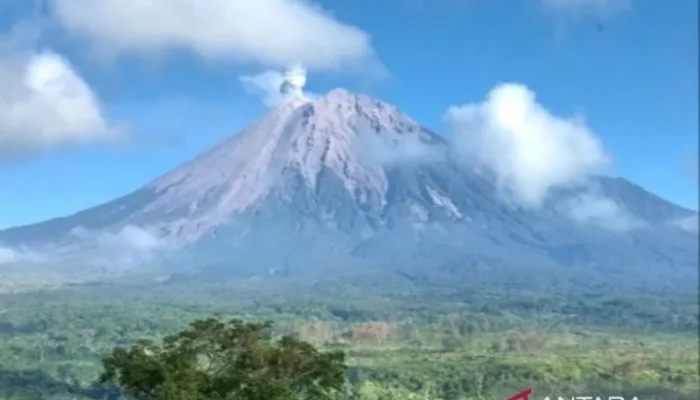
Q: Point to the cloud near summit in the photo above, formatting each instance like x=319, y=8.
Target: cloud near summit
x=274, y=33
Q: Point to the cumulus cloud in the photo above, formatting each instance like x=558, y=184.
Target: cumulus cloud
x=275, y=33
x=595, y=7
x=44, y=104
x=529, y=150
x=596, y=210
x=274, y=87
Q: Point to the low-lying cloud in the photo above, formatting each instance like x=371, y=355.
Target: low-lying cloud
x=129, y=244
x=9, y=255
x=392, y=149
x=529, y=150
x=687, y=224
x=596, y=210
x=128, y=238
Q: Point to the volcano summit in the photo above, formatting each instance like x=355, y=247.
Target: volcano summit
x=345, y=185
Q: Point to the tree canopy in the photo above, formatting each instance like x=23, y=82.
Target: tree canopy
x=215, y=360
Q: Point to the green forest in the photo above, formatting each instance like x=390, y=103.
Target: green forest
x=482, y=343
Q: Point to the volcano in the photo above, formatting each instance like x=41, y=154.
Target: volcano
x=342, y=185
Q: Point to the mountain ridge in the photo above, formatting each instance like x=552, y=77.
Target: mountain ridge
x=348, y=180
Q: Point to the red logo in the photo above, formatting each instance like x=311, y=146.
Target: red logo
x=524, y=395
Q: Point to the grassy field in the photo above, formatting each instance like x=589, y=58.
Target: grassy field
x=51, y=343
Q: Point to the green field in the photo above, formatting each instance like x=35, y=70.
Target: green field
x=408, y=345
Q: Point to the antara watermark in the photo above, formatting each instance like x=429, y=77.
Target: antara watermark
x=526, y=394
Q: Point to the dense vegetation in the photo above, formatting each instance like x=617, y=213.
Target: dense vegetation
x=484, y=343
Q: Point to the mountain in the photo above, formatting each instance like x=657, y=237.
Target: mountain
x=345, y=186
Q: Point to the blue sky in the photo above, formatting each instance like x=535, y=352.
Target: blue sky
x=149, y=98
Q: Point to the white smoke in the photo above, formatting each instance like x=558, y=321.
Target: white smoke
x=274, y=87
x=294, y=81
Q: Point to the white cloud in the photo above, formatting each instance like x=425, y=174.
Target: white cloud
x=688, y=224
x=131, y=237
x=595, y=7
x=270, y=32
x=530, y=150
x=7, y=256
x=273, y=86
x=44, y=104
x=593, y=209
x=392, y=149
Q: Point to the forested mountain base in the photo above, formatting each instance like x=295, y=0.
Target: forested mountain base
x=487, y=346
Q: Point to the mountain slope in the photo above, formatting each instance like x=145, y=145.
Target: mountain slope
x=345, y=185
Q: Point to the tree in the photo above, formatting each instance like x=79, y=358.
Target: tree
x=214, y=360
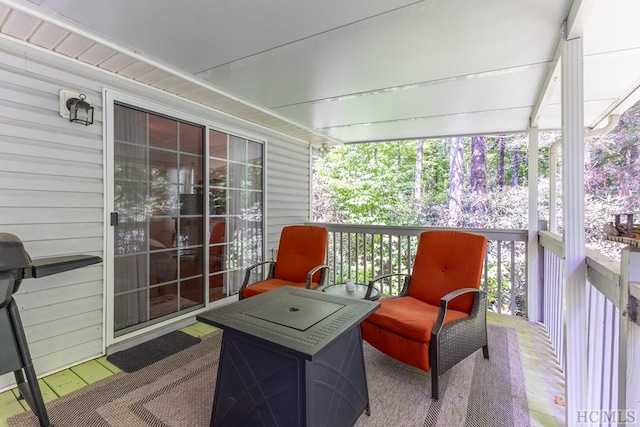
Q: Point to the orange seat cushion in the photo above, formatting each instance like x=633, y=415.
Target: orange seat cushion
x=401, y=328
x=410, y=317
x=271, y=284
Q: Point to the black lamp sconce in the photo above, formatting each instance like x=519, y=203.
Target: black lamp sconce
x=75, y=107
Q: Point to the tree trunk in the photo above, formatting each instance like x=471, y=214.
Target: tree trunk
x=516, y=168
x=456, y=173
x=478, y=172
x=500, y=180
x=417, y=180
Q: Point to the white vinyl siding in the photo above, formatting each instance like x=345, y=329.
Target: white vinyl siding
x=51, y=197
x=52, y=193
x=288, y=200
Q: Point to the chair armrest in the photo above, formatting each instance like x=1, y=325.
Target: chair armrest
x=313, y=271
x=385, y=276
x=444, y=303
x=250, y=269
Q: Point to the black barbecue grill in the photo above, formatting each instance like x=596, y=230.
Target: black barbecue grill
x=16, y=265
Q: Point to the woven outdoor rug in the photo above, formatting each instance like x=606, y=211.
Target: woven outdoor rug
x=178, y=392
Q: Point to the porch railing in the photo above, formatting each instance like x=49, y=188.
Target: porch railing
x=607, y=382
x=362, y=252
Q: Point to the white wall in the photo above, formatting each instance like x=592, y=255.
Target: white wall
x=52, y=193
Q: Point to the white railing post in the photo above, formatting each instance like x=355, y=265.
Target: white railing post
x=534, y=297
x=573, y=219
x=629, y=352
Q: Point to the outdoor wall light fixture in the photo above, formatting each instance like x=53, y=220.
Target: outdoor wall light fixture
x=75, y=107
x=80, y=111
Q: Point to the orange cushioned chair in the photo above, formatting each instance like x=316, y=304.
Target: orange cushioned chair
x=301, y=257
x=439, y=317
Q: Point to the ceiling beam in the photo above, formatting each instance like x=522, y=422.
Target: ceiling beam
x=578, y=17
x=551, y=81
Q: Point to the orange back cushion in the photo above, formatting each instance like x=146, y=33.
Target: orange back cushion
x=301, y=248
x=446, y=261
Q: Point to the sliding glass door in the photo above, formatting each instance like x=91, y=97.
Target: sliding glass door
x=187, y=215
x=158, y=217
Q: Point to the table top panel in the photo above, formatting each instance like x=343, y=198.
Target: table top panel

□ □ □ □ □ □ □

# WHAT TO DO
Format every line of the listing above as a numbered list, dropping blank lines. Leave out the pictures.

# FINISHED TASK
1. Q: Point to the cloud near summit in the photo above, formatting each instance like x=319, y=8.
2. Target: cloud near summit
3. x=274, y=33
4. Q: Point to the cumulus cloud in the photo above, formatting each instance like x=558, y=184.
5. Target: cumulus cloud
6. x=275, y=33
7. x=595, y=7
8. x=44, y=104
9. x=529, y=150
10. x=596, y=210
11. x=274, y=87
12. Q: Point to the low-lying cloud in the photo above, formatting each instance like x=371, y=355.
13. Target: low-lying cloud
14. x=129, y=244
15. x=9, y=255
16. x=392, y=149
17. x=529, y=150
18. x=687, y=224
19. x=596, y=210
20. x=128, y=238
21. Q: Point to the volcano summit in the photo above, formatting each instance like x=355, y=247.
22. Target: volcano summit
23. x=345, y=185
24. Q: Point to the tree canopy in the photo above, formatting each instance like x=23, y=82.
25. Target: tree canopy
26. x=215, y=360
27. Q: Point to the green forest in the photo above, formatting each instance like x=390, y=103.
28. Target: green forest
29. x=482, y=343
30. Q: Point to the volcano in the photo above, formatting each instance like x=41, y=154.
31. Target: volcano
32. x=342, y=185
33. Q: Point to the mountain ridge in the photo above, formatting each instance like x=552, y=77.
34. Target: mountain ridge
35. x=348, y=180
36. Q: Point to the red logo in the photo above, formatting each instance like x=311, y=146.
37. Target: red logo
38. x=524, y=395
39. Q: Point to the grassy field in the photo above, formatting each instance like x=589, y=58.
40. Target: grassy field
41. x=51, y=343
42. Q: Point to the green field in the photo above, formatting each instance like x=35, y=70.
43. Target: green field
44. x=408, y=345
45. Q: Point to the antara watermark in the photo above, formatting each instance like x=429, y=77.
46. Target: antara watermark
47. x=526, y=394
48. Q: Point to the dense vegetation in the photo above, formatting each instance like x=617, y=213.
49. Target: dense vegetation
50. x=484, y=343
51. Q: Point to the mountain in the photo above, formatting each instance like x=657, y=237.
52. Target: mountain
53. x=345, y=186
54. Q: Point to the blue sky in the photo above, formatting each instance like x=535, y=352.
55. Target: blue sky
56. x=149, y=98
57. Q: Point to the white smoke in the photo above, formatting each instance like x=558, y=321.
58. Target: white smoke
59. x=274, y=87
60. x=294, y=81
61. Q: Point to the white cloud in the photo above, formatting each instance like x=425, y=174.
62. Target: white cloud
63. x=688, y=224
64. x=131, y=237
65. x=595, y=7
66. x=270, y=32
67. x=530, y=150
68. x=7, y=256
69. x=273, y=86
70. x=44, y=104
71. x=593, y=209
72. x=392, y=149
73. Q: Point to the forested mountain base in the photo above, formatting each instance like x=295, y=0.
74. Target: forested mountain base
75. x=487, y=346
76. Q: Point to the mountain slope in the photo above, formatting each instance like x=145, y=145.
77. Target: mountain slope
78. x=345, y=185
79. Q: Point to the tree in the photo above, formatting each instance like x=79, y=358.
80. Target: tree
81. x=214, y=360
82. Q: Point to the orange seat cushion in the photo above, formatting each instance like x=633, y=415.
83. Target: orange seat cushion
84. x=401, y=328
85. x=410, y=317
86. x=271, y=284
87. Q: Point to the black lamp sconce in the photo above, formatting each instance like x=519, y=203.
88. Target: black lamp sconce
89. x=75, y=107
90. Q: Point to the tree trunk in the photo above, formatting each instance like x=471, y=214.
91. Target: tree trunk
92. x=516, y=168
93. x=456, y=173
94. x=478, y=172
95. x=500, y=180
96. x=417, y=180
97. Q: Point to the white vinyl siding in the photo above, formatting each instance like x=345, y=329.
98. Target: white vinyl siding
99. x=51, y=197
100. x=52, y=193
101. x=288, y=200
102. Q: Point to the chair armrest in the photo above, formatting each instance like x=1, y=325.
103. Target: chair armrest
104. x=313, y=271
105. x=385, y=276
106. x=444, y=303
107. x=250, y=269
108. Q: Point to the black barbecue grill in the photo above, formatting each instance like x=596, y=230.
109. Target: black barbecue grill
110. x=16, y=265
111. Q: Point to the woven outdoor rug in the photo above, formatting each instance like x=606, y=211.
112. Target: woven outdoor rug
113. x=178, y=392
114. Q: Point to the porch railing in the photo above, formatting each instance like x=49, y=188.
115. Target: porch railing
116. x=607, y=382
117. x=362, y=252
118. Q: Point to the white wall in the photo above, formatting each instance like x=592, y=255.
119. Target: white wall
120. x=52, y=193
121. Q: Point to the white railing post in the photo above, formatting each instance like x=355, y=265.
122. Target: white railing post
123. x=534, y=297
124. x=573, y=219
125. x=629, y=352
126. Q: Point to the outdoor wall light fixture in the photo above, formatting each instance like x=53, y=220.
127. Target: outdoor wall light fixture
128. x=75, y=107
129. x=80, y=111
130. Q: Point to the orange cushioned chair in the photo above, formatting each instance like x=316, y=304.
131. Target: orange cushioned chair
132. x=301, y=257
133. x=439, y=317
134. Q: Point to the ceiling beam in the photo above, formatting each instance like x=522, y=422.
135. Target: ceiling beam
136. x=578, y=17
137. x=551, y=81
138. Q: Point to the orange back cushion in the photo above, formatting each instance like x=146, y=33.
139. Target: orange back cushion
140. x=301, y=248
141. x=446, y=261
142. Q: Point to the sliding glass door in the photo above, formatting each instance like x=91, y=97.
143. Target: sliding glass door
144. x=187, y=215
145. x=158, y=217
146. Q: Point to the table top panel in the photo above, formatting each instance like x=343, y=198.
147. Target: table top panel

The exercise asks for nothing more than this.